§ **INSTRUÇÃO 1**
Desloca em 16 cada coordenada das respostas na parte da listagem que abre com a linha que contém "Here's a bet: you won't be able to pinpoint the tan" e fecha com a linha que contém "Here's a bet: you won't be able to pinpoint the blue", ambas incluídas. Escreve de novo só essas linhas, com os pedidos, e já com as coordenadas alteradas.

§ **TEXTO DE ORIGEM**
Enquanto a esquerda sonha em
subjugar a natureza humana à lei, a “direita” reza para que a lei a limite, o
que não sendo o mesmo é igualzinho. Uns querem aval do Estado, os outros a
objecção do Estado.
Não tenho opinião definitiva, ou
sequer provisória, sobre o suicídio assistido. Se tivesse, provavelmente não a
divulgaria aqui, jáque não sou grande adepto da pornografia “confessional” em
voga. Em toda a recente histeria, o único pormenor notável foi a pretensa
equivalência, mais ou menos unânime, entre a eutanásia e a liberdade
individual. A sério? Repare-se nos partidários da despenalização: o Bloco em
peso, o PS quase em peso, a ala marxista do PSD e aquele deputado entregue à
bicharada (quanto ao PCP, que jamais se preocupou com a morte de uma só alminha
exterior ao culto, votou contra por pirraça e exibição de “força negocial”).

§ **INSTRUÇÃO 2**
Reproduz, sem mudar nada, a parte do texto sobre a eutanásia que abre com as palavras "Enquanto a esquerda" e fecha com "objecção do Estado.".

§ **DADOS**
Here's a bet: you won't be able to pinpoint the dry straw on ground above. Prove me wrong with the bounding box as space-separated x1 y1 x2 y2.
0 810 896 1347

* * *

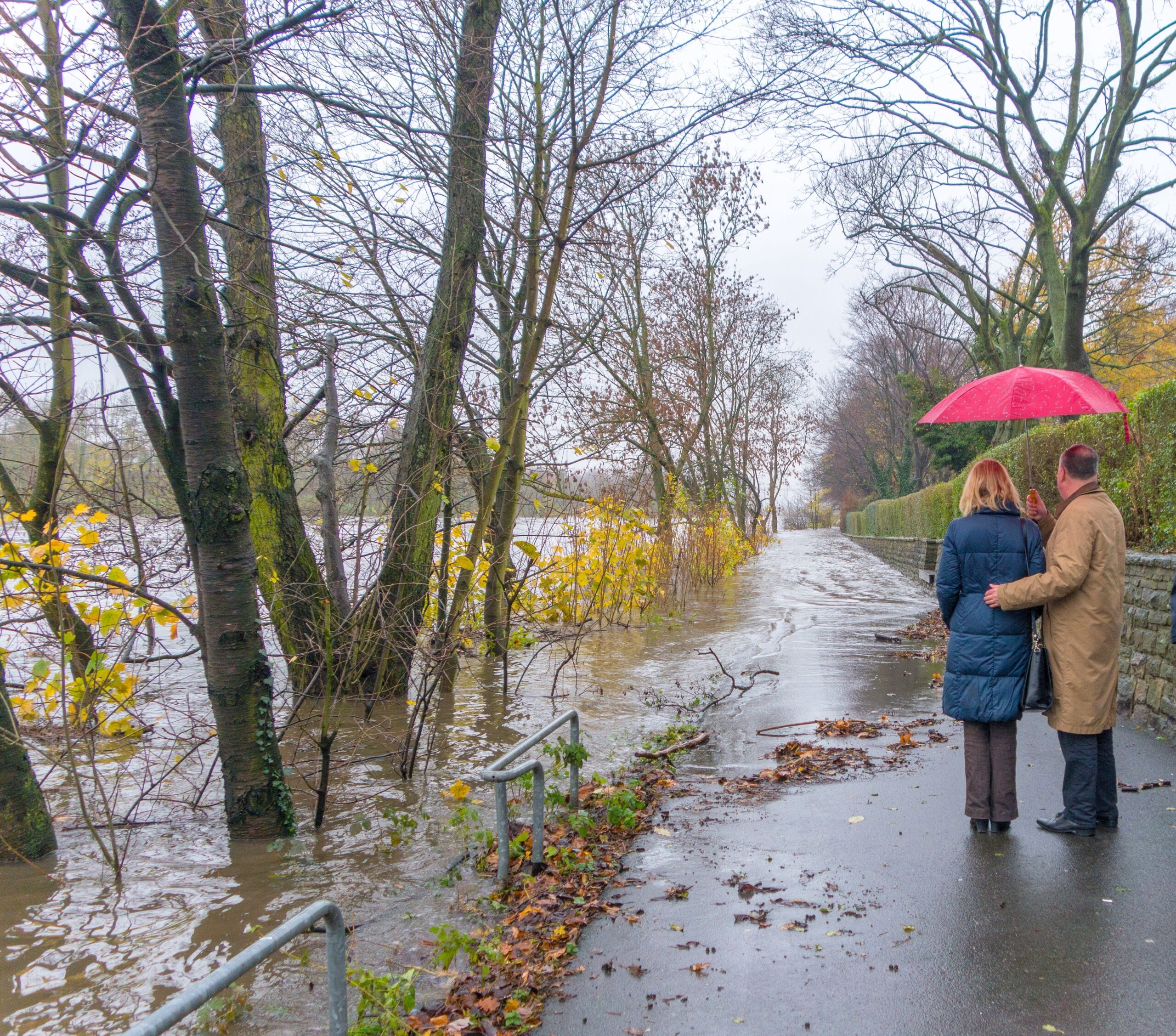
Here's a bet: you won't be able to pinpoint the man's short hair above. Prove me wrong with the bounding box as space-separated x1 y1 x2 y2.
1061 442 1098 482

---

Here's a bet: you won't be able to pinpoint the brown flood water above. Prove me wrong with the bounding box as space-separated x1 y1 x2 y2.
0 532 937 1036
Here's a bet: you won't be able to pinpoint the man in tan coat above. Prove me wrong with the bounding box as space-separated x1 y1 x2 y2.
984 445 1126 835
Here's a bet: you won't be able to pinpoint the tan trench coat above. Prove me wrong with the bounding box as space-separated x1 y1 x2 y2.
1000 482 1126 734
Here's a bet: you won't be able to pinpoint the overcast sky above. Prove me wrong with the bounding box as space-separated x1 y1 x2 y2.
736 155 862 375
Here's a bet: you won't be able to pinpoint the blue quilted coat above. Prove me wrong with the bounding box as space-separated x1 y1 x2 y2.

§ **RESOLUÇÃO 1**
Here's a bet: you won't be able to pinpoint the tan trench coat above. Prove me wrong with the bounding box as space-separated x1 y1 x2 y2.
1016 498 1142 750
Here's a bet: you won't be able to pinpoint the overcast sky above. Prove me wrong with the bounding box as space-separated x1 y1 x2 y2.
752 171 878 391
Here's a bet: you won't be able to pinpoint the blue quilted coat above. Prove me wrong with the bounding box as space-separated x1 y1 x2 y2.

§ **RESOLUÇÃO 2**
Enquanto a esquerda sonha em
subjugar a natureza humana à lei, a “direita” reza para que a lei a limite, o
que não sendo o mesmo é igualzinho. Uns querem aval do Estado, os outros a
objecção do Estado.